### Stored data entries
────────────────────

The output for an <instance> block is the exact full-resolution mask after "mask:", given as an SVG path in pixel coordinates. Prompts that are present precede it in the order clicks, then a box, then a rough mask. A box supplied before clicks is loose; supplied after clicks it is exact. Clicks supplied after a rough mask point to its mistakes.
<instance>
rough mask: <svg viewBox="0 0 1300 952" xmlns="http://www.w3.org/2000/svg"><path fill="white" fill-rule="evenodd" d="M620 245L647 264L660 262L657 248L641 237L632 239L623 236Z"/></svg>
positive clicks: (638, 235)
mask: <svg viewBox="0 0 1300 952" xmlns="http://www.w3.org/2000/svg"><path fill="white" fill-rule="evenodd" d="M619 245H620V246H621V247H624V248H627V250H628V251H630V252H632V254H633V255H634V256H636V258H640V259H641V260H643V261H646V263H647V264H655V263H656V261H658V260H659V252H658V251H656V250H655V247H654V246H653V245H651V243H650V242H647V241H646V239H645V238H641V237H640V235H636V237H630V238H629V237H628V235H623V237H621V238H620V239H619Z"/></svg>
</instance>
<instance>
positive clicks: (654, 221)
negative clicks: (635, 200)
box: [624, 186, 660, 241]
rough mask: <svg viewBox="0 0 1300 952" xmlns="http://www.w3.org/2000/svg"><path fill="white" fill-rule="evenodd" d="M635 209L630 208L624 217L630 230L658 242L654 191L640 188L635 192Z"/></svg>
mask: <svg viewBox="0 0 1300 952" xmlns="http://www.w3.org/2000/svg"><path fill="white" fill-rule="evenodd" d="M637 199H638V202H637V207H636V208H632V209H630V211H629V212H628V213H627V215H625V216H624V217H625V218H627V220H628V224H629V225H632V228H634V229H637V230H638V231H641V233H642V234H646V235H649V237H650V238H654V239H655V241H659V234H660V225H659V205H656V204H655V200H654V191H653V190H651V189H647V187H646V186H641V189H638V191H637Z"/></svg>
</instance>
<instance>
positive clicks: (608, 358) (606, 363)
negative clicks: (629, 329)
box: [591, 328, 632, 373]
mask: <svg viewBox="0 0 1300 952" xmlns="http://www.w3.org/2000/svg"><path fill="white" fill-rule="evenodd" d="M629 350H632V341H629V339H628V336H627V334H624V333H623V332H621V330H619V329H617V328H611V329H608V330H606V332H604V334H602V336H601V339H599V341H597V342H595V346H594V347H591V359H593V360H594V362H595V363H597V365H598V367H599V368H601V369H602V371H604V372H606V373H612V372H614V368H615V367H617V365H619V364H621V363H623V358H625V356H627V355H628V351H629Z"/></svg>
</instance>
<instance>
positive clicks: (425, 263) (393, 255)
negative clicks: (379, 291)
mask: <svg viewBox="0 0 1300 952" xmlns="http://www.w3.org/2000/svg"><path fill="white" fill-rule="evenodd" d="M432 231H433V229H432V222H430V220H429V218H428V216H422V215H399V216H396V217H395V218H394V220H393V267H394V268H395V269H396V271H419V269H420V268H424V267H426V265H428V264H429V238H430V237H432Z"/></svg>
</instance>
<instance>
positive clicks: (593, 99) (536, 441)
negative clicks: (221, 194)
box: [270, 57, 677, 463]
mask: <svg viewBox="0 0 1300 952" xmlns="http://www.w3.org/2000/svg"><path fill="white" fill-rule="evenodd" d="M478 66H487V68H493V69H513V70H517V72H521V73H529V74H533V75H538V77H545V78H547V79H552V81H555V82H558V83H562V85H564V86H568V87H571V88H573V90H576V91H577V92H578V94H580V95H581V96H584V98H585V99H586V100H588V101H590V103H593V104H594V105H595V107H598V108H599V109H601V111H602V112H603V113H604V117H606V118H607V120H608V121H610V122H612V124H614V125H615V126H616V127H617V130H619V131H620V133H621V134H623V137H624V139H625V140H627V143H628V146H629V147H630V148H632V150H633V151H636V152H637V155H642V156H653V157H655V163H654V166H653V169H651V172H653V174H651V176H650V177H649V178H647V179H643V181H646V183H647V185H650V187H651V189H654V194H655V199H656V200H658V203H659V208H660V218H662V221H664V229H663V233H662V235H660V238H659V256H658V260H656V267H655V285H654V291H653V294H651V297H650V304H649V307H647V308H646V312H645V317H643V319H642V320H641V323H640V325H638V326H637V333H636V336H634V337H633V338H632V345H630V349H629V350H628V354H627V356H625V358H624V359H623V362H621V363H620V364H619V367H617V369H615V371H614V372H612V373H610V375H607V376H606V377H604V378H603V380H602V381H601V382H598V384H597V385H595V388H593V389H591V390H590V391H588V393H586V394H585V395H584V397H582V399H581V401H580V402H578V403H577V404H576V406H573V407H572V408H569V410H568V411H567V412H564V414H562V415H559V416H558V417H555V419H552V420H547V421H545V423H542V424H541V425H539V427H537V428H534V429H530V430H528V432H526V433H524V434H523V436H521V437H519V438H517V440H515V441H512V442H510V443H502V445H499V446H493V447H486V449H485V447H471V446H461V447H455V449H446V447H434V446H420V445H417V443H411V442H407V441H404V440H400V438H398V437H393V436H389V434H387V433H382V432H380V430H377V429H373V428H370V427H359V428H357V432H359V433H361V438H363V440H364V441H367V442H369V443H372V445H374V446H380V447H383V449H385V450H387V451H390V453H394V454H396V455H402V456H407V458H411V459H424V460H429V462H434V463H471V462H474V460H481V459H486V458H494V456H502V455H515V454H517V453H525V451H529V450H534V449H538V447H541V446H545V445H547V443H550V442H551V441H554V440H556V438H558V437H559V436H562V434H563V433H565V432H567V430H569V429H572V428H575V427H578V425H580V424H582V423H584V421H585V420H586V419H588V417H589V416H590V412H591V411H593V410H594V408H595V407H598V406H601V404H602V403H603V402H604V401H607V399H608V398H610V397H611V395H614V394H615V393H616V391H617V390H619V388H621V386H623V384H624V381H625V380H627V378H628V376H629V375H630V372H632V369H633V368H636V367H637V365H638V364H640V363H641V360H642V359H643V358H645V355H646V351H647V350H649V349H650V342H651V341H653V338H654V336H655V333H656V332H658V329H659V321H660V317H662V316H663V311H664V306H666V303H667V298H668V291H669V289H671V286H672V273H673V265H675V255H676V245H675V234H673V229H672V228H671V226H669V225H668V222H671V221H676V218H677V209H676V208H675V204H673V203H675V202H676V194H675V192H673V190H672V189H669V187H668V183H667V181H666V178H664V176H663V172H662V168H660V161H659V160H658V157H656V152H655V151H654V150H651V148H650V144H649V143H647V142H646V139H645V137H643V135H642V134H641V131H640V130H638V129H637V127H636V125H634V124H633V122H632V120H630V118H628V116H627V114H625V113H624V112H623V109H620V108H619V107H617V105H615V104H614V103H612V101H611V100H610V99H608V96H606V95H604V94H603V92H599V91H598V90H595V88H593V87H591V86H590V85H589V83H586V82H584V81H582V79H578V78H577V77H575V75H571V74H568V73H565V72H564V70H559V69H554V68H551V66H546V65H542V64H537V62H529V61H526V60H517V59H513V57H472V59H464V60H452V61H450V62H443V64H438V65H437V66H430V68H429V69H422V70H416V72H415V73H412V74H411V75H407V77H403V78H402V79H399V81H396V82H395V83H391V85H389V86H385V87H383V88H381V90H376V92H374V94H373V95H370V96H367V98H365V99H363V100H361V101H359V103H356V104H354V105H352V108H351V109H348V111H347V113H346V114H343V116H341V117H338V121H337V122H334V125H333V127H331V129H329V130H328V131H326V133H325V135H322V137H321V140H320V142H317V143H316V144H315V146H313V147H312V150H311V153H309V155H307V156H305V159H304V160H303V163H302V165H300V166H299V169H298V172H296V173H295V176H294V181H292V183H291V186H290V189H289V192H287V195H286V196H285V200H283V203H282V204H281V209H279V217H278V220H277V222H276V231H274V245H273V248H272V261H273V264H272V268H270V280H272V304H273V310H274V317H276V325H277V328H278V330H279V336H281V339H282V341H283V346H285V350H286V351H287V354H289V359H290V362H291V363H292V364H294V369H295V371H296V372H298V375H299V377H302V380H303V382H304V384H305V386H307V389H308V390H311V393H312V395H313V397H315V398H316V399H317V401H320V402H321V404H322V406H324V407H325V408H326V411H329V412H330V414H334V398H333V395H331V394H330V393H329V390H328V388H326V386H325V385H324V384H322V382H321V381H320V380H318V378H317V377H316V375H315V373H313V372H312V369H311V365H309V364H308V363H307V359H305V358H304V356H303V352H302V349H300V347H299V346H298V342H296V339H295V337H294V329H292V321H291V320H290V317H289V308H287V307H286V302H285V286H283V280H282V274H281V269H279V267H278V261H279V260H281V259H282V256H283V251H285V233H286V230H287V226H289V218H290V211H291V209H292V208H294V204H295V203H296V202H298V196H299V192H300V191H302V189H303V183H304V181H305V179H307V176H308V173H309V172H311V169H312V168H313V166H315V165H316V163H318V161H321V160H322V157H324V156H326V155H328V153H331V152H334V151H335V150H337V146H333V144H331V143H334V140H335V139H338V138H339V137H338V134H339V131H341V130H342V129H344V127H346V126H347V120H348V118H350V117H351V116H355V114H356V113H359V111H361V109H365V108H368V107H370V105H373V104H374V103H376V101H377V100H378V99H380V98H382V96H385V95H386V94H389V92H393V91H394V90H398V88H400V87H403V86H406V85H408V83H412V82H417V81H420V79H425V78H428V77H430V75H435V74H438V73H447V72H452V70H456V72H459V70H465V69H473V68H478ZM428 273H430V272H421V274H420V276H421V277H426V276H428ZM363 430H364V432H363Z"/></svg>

────────────────────

### PROBLEM
Reproduce the data exactly, line for line, from its first line through the line that contains "box: [624, 186, 660, 241]", with both of those lines included.

### RESULT
The output for an <instance> block is the exact full-resolution mask after "mask:", given as an SVG path in pixel coordinates. Prompts that are present precede it in the order clicks, then a box, then a rough mask. A box supplied before clicks is loose; supplied after clicks it is exact. Clicks supplied after a rough mask point to its mistakes.
<instance>
rough mask: <svg viewBox="0 0 1300 952" xmlns="http://www.w3.org/2000/svg"><path fill="white" fill-rule="evenodd" d="M620 245L647 264L660 262L657 248L641 237L632 239L623 236Z"/></svg>
positive clicks: (638, 235)
mask: <svg viewBox="0 0 1300 952" xmlns="http://www.w3.org/2000/svg"><path fill="white" fill-rule="evenodd" d="M619 245H620V246H621V247H624V248H627V250H628V251H630V252H632V254H633V255H634V256H636V258H640V259H641V260H643V261H646V263H647V264H655V263H656V261H658V260H659V252H658V251H656V250H655V247H654V246H653V245H651V243H650V242H647V241H646V239H645V238H641V237H640V235H636V237H630V238H629V237H628V235H623V237H621V238H620V239H619Z"/></svg>
</instance>
<instance>
positive clicks: (654, 221)
negative clicks: (635, 200)
box: [624, 186, 660, 241]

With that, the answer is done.